Find every line in the rows below that contains the word "roof" and copy each of those lines. Matching is case-sensitive.
━━ RECORDS FOR THIS TASK ━━
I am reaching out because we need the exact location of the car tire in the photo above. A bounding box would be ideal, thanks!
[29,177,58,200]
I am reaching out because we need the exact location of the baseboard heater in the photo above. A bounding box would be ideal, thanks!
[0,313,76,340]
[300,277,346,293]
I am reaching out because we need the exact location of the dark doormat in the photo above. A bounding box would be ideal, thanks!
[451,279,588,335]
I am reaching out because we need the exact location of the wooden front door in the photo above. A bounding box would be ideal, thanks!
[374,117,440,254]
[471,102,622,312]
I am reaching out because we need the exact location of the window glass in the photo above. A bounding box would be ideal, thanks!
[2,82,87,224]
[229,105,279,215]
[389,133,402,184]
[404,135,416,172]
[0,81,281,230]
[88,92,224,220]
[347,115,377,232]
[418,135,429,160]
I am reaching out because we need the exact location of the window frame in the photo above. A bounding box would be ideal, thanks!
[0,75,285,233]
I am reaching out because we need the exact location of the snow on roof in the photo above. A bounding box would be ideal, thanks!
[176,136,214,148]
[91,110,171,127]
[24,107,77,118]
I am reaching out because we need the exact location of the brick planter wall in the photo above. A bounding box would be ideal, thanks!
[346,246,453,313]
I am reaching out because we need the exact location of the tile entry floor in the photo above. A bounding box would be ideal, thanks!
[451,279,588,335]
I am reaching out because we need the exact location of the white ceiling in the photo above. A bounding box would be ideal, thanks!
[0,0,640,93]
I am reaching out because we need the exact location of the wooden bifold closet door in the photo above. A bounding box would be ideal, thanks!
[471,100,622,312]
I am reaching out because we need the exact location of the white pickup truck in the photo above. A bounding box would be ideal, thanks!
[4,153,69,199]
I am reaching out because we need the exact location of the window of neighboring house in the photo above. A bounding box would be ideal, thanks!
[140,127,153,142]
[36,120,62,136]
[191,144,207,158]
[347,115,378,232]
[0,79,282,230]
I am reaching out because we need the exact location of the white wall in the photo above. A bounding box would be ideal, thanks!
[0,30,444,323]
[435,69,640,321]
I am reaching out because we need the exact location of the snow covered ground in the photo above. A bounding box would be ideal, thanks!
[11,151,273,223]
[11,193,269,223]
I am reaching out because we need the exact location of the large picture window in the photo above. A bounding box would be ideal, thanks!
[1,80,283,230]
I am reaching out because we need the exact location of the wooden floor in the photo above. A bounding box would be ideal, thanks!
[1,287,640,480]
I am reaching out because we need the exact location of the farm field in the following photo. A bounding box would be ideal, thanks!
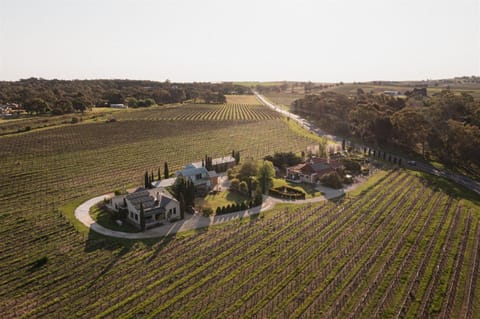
[265,92,305,111]
[225,94,261,105]
[0,105,480,318]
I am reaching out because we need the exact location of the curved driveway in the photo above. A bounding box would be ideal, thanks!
[75,183,352,239]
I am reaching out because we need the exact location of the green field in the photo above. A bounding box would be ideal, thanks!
[0,104,480,318]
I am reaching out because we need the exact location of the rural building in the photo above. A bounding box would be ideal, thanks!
[107,188,180,229]
[286,158,342,184]
[152,177,177,188]
[176,163,215,196]
[192,155,237,173]
[383,91,400,96]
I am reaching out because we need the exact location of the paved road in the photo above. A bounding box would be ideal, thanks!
[75,178,366,239]
[253,91,480,195]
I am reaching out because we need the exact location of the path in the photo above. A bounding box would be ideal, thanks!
[75,181,363,239]
[253,91,480,195]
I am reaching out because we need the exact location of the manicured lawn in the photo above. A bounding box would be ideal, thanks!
[90,205,138,233]
[195,191,248,212]
[273,178,323,198]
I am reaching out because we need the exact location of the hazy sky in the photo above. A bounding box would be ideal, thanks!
[0,0,480,82]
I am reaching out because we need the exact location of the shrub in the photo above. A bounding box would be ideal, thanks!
[230,178,240,191]
[238,181,248,194]
[342,158,362,172]
[320,172,343,189]
[202,207,213,217]
[269,186,305,199]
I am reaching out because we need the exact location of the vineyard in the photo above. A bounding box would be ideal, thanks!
[112,103,281,121]
[0,105,480,318]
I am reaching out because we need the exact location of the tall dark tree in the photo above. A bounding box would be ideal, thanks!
[178,193,187,219]
[140,203,145,231]
[163,162,170,178]
[145,171,150,189]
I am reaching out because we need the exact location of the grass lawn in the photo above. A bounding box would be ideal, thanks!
[90,205,138,233]
[195,191,248,212]
[273,178,323,199]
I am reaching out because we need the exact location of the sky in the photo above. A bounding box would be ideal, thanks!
[0,0,480,82]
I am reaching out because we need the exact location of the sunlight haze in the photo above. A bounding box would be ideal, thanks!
[0,0,480,82]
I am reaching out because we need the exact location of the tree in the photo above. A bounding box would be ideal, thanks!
[238,159,258,183]
[257,161,275,194]
[320,172,342,189]
[52,99,73,115]
[125,96,138,107]
[145,171,150,188]
[72,94,92,113]
[24,98,49,114]
[140,203,145,231]
[391,107,431,157]
[163,162,170,178]
[178,194,187,219]
[230,178,240,191]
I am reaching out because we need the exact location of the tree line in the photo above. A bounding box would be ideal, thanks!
[292,90,480,174]
[0,78,250,114]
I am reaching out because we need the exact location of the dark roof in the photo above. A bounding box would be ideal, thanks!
[159,196,172,207]
[126,189,155,210]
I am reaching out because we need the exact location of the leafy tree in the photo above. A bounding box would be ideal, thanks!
[230,178,240,191]
[52,99,73,115]
[125,96,138,107]
[391,107,431,156]
[238,159,258,183]
[320,172,343,189]
[24,98,49,114]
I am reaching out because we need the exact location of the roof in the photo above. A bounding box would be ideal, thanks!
[288,158,340,175]
[158,196,173,207]
[152,177,177,188]
[208,171,219,178]
[125,188,176,211]
[212,155,235,165]
[191,155,235,168]
[177,165,208,178]
[125,190,155,210]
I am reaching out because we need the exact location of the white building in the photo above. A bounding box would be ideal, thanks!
[108,188,181,229]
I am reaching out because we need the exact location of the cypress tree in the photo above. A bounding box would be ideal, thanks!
[140,203,145,231]
[163,162,170,178]
[145,171,150,188]
[178,193,186,219]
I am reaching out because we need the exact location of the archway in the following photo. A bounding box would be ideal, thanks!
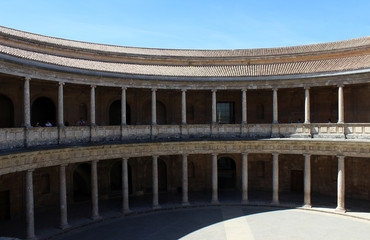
[73,163,91,202]
[143,101,167,125]
[217,157,236,189]
[158,159,167,192]
[110,161,132,194]
[109,100,131,125]
[31,97,56,126]
[0,94,14,128]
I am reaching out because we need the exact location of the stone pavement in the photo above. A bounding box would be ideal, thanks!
[0,191,370,240]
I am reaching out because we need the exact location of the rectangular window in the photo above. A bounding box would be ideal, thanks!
[217,102,235,124]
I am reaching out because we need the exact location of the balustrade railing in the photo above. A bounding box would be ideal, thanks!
[0,123,370,150]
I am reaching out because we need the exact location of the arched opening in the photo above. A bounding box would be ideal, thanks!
[0,94,14,128]
[73,163,91,202]
[158,159,167,192]
[109,100,131,125]
[31,97,56,126]
[217,157,236,189]
[110,161,132,195]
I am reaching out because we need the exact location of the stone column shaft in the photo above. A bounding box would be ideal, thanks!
[59,165,68,229]
[304,154,312,208]
[152,89,157,125]
[26,169,36,239]
[90,86,96,126]
[212,90,217,124]
[121,88,127,126]
[338,85,344,123]
[23,77,31,128]
[336,156,346,212]
[58,82,64,127]
[272,153,279,205]
[272,88,279,123]
[91,160,100,220]
[181,89,186,124]
[152,156,159,209]
[212,154,219,204]
[122,158,130,214]
[242,89,247,124]
[304,87,311,124]
[182,154,189,206]
[242,153,248,204]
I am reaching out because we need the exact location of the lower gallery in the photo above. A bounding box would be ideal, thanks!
[0,27,370,239]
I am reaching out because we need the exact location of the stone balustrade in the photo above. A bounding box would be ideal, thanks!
[0,123,370,150]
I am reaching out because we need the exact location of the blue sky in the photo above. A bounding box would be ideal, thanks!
[0,0,370,49]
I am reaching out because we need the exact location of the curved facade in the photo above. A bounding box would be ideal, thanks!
[0,27,370,238]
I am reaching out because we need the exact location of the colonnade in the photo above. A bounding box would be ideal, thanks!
[25,152,346,239]
[24,77,344,127]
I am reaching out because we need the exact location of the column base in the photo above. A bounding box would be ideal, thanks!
[59,223,71,230]
[122,209,131,215]
[152,205,161,210]
[211,200,220,205]
[241,199,249,205]
[91,215,103,221]
[335,207,347,213]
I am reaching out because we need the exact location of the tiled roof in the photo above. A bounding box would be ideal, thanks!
[0,45,370,77]
[0,26,370,58]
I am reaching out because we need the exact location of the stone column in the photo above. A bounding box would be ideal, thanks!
[338,85,344,123]
[59,164,69,229]
[242,153,248,204]
[181,89,186,125]
[153,156,160,209]
[272,153,279,205]
[58,82,64,127]
[26,169,36,239]
[335,156,346,212]
[90,85,96,126]
[212,153,219,204]
[303,154,312,208]
[152,88,157,125]
[121,87,127,126]
[122,158,130,214]
[23,77,31,128]
[91,160,101,220]
[182,154,190,206]
[212,89,217,124]
[272,88,279,124]
[242,89,247,124]
[304,87,311,124]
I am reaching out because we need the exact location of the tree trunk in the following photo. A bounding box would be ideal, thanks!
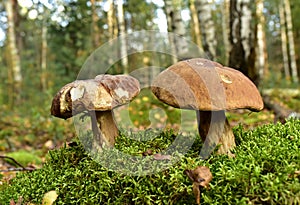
━━━
- [ANSWER TO THE PROBLEM]:
I am reaching out because we need the exact location of the snow on roof in the photo above. A bounding box would be ideal, thanks!
I am reaching out because we need the exact location of the dark roof in the photo above. A bounding box would be ideal, thanks!
I am reaching out because we need the exact location of the roof in the photo above. A bounding box would be ideal, thanks!
I am reaching out because we need the exact location of the tiled roof in the photo above. A bounding box would be ideal, thanks!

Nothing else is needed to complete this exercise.